WHAT YOU SHOULD DO: In the passage on governing space exploration, reproduce everything from "The Final Frontier: How" down to "Jesús Cordero ‘23)" word for word.

The Final Frontier: How Should We Govern Space Exploration?

By Camila P. Eljuri, Global High School Fellow (Unidad Educativa Particular Rosa de Jesús Cordero ‘23)

The non-appropriation principle substantiates the legal framework that surrounds space exploration. After all, space is a res communis omnium (heritage belonging to all humankind). The Outer Space Treaty, in Article II, establishes that outer space is not subject to national appropriation by any means. While all the international subjects that constitute the Corpus Juris Spatialis (Body of Space Law) seem to agree on an ethical framework surrounding space activities for commercial purposes which, as long as it complies with the peaceful intent of international law and the legislation of the country that authorized such space activities (whether from public or private actors), legality and legitimacy remain fulfilled.

[Natural-language descriptions of regions]
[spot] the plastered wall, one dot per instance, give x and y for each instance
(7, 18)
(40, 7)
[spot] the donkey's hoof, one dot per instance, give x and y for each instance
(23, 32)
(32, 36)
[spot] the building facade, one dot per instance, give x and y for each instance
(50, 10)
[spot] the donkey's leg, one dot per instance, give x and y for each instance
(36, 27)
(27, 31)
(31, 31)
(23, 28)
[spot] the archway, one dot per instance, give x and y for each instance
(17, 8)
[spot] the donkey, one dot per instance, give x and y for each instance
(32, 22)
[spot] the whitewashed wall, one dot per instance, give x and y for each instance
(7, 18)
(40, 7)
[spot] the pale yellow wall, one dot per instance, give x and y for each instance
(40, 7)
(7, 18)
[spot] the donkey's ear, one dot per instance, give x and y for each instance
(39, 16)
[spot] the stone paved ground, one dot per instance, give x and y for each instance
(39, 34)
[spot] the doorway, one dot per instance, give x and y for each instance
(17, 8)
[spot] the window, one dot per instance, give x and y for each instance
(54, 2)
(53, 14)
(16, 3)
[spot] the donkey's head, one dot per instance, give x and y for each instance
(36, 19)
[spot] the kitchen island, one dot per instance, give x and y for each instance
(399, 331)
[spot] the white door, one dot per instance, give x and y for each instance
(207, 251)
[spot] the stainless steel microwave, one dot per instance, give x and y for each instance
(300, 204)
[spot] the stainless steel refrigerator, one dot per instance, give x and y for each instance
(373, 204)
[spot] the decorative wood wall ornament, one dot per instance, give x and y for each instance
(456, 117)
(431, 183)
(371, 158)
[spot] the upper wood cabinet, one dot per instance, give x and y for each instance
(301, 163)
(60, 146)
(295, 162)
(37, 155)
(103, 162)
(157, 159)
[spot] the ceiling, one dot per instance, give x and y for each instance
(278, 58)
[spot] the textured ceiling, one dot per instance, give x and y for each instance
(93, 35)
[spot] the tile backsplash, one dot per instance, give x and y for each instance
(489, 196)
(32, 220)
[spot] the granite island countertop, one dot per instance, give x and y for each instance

EXPECTED ANSWER:
The Final Frontier: How Should We Govern Space Exploration?

By Camila P. Eljuri, Global High School Fellow (Unidad Educativa Particular Rosa de Jesús Cordero ‘23)